>> BEGIN SOURCE

From Wikipedia, the free encyclopedia

Lordship Salvation is a teaching in Christian theology that maintains good works are a necessary consequence of being declared righteous before God.[1] In other words, Jesus cannot be considered a person's savior (that is, bringer of salvation) without simultaneously being lord of the person's life, which is demonstrated by the gradual purification from sin and the exercising of good works (for instance, caring for widows and orphans, James 1:27). The teaching is advocated in many of the creeds of Protestantism, but is not universally accepted. Advocates and opponents of the doctrine within Protestantism all agree that acceptance before God is through faith alone by grace alone, but they differ on whether true justification can ever be followed by a life of indifference or even apostasy.

The opposing position is often called Free Grace theology, and those who are putatively saved but have no works are termed "carnal Christians."

>> END SOURCE
>> BEGIN RAW DATA

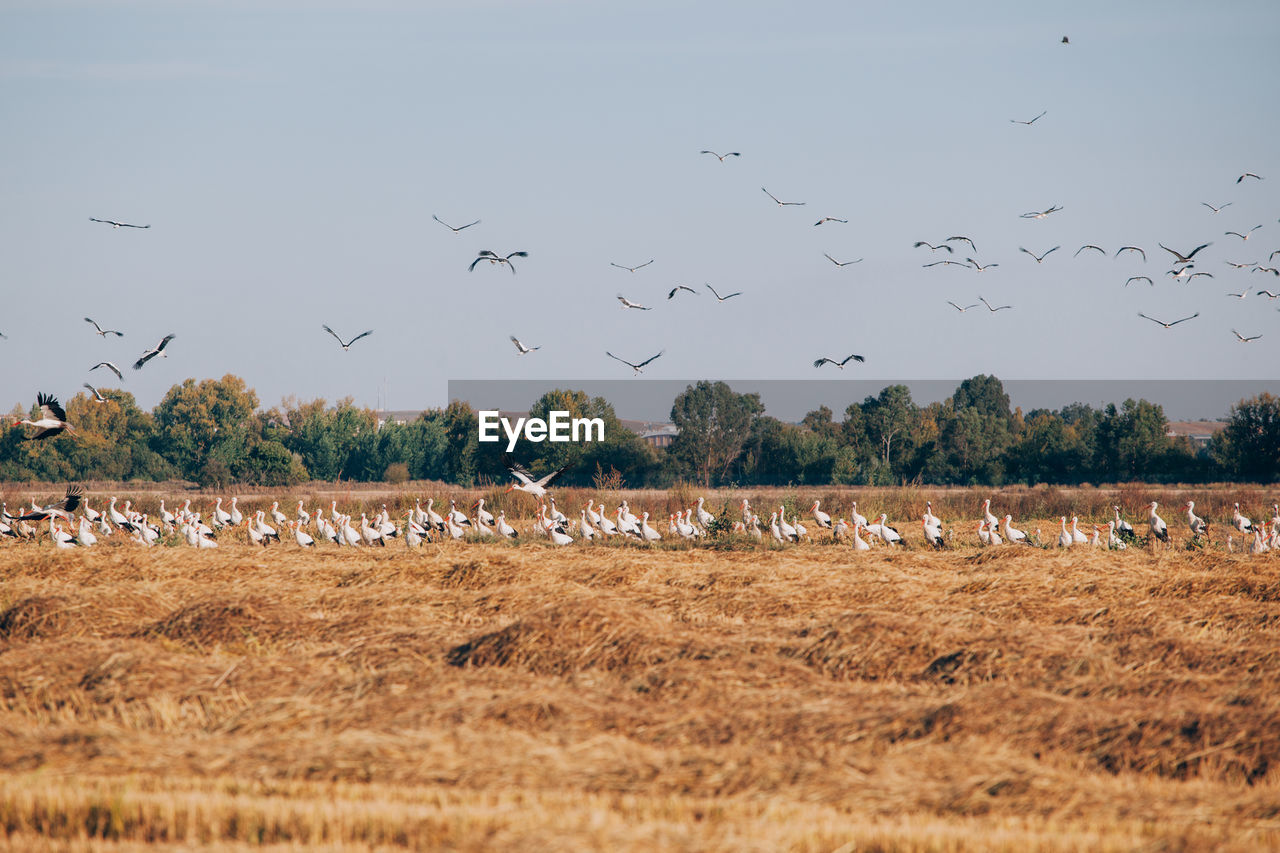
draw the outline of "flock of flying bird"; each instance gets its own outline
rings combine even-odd
[[[707,510],[705,500],[701,497],[698,498],[696,506],[668,512],[666,532],[659,529],[660,525],[655,528],[650,524],[653,516],[648,511],[636,515],[626,501],[622,501],[613,512],[608,512],[603,501],[596,506],[593,498],[584,508],[579,510],[577,517],[572,517],[572,514],[567,516],[557,508],[556,498],[547,488],[564,470],[563,467],[536,480],[518,465],[508,462],[508,470],[516,482],[507,488],[507,492],[525,492],[539,501],[534,517],[525,526],[525,535],[543,537],[556,546],[609,539],[634,539],[644,543],[663,539],[698,542],[716,535],[748,537],[756,542],[772,540],[778,544],[814,540],[797,515],[792,514],[790,519],[787,517],[785,505],[774,510],[769,515],[768,524],[762,526],[760,516],[753,510],[749,500],[742,500],[740,514],[733,519],[732,525],[717,524],[717,516]],[[315,507],[308,512],[305,502],[298,501],[293,519],[280,510],[279,501],[273,501],[269,508],[247,512],[239,508],[238,501],[238,497],[232,497],[228,508],[224,508],[223,498],[218,498],[207,516],[192,510],[191,501],[186,501],[175,512],[165,508],[165,502],[160,501],[159,511],[152,517],[150,514],[132,508],[129,501],[125,501],[122,508],[116,508],[118,500],[115,497],[110,498],[105,510],[93,510],[88,506],[83,489],[79,485],[72,485],[61,500],[45,506],[32,501],[31,507],[23,507],[18,515],[9,515],[8,506],[0,506],[0,540],[35,542],[47,533],[55,547],[77,548],[91,547],[101,538],[122,535],[142,546],[168,540],[174,544],[186,542],[196,548],[216,548],[220,534],[229,535],[243,530],[244,542],[268,547],[273,542],[280,542],[282,532],[287,529],[289,537],[302,548],[314,548],[317,543],[332,543],[339,547],[385,547],[389,540],[396,538],[402,538],[408,547],[417,548],[426,542],[520,540],[522,535],[507,520],[506,510],[499,510],[495,516],[485,508],[483,497],[471,505],[471,514],[460,510],[454,500],[449,500],[449,510],[444,515],[435,511],[434,498],[428,500],[425,508],[421,500],[416,500],[412,507],[394,515],[384,503],[372,517],[361,511],[358,526],[353,520],[355,511],[342,512],[337,501],[330,502],[329,517],[325,517],[324,508]],[[1146,507],[1147,544],[1149,547],[1164,544],[1169,548],[1172,547],[1172,537],[1169,525],[1157,514],[1158,506],[1157,502],[1152,501]],[[1254,524],[1240,512],[1240,505],[1235,503],[1229,523],[1231,533],[1228,534],[1225,542],[1226,549],[1236,549],[1235,535],[1239,534],[1240,549],[1245,553],[1280,551],[1280,505],[1272,505],[1271,508],[1270,521]],[[79,511],[78,516],[76,515],[77,510]],[[1204,547],[1210,542],[1208,521],[1196,514],[1194,501],[1188,501],[1184,510],[1190,533],[1189,544]],[[1027,533],[1015,528],[1012,515],[993,514],[988,498],[983,501],[982,514],[975,521],[977,543],[984,547],[1001,544],[1041,548],[1088,546],[1112,551],[1123,551],[1137,544],[1137,532],[1121,516],[1120,507],[1115,506],[1112,511],[1115,516],[1105,525],[1093,524],[1092,533],[1080,530],[1078,517],[1071,517],[1070,526],[1068,526],[1066,516],[1061,516],[1057,535],[1046,538],[1039,529]],[[728,508],[726,507],[722,510],[722,515],[727,514]],[[899,529],[888,523],[886,512],[881,512],[876,520],[868,520],[858,511],[856,501],[849,506],[847,521],[844,516],[833,519],[829,512],[823,511],[820,500],[815,500],[809,506],[809,515],[813,519],[815,533],[826,530],[829,533],[828,542],[847,543],[854,551],[870,551],[874,544],[888,548],[906,544],[906,539]],[[41,523],[47,524],[47,530],[40,526]],[[936,549],[948,548],[956,543],[957,526],[963,530],[968,525],[965,523],[946,525],[942,519],[933,514],[933,502],[925,502],[924,512],[920,515],[922,544]],[[966,540],[961,544],[972,543]]]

>> END RAW DATA

◆ EXERCISE INSTRUCTIONS:
1. In the passage on Lordship Salvation, what name is often given to the opposing position?
2. Reproduce the passage on Lordship Salvation between "Lordship Salvation is" and "or even apostasy.", inclusive.
The lines come from a source separate from the passage on Lordship Salvation.

◆ ANSWERS TO EACH TASK:
1. Free Grace theology.

2.
Lordship Salvation is a teaching in Christian theology that maintains good works are a necessary consequence of being declared righteous before God.[1] In other words, Jesus cannot be considered a person's savior (that is, bringer of salvation) without simultaneously being lord of the person's life, which is demonstrated by the gradual purification from sin and the exercising of good works (for instance, caring for widows and orphans, James 1:27). The teaching is advocated in many of the creeds of Protestantism, but is not universally accepted. Advocates and opponents of the doctrine within Protestantism all agree that acceptance before God is through faith alone by grace alone, but they differ on whether true justification can ever be followed by a life of indifference or even apostasy.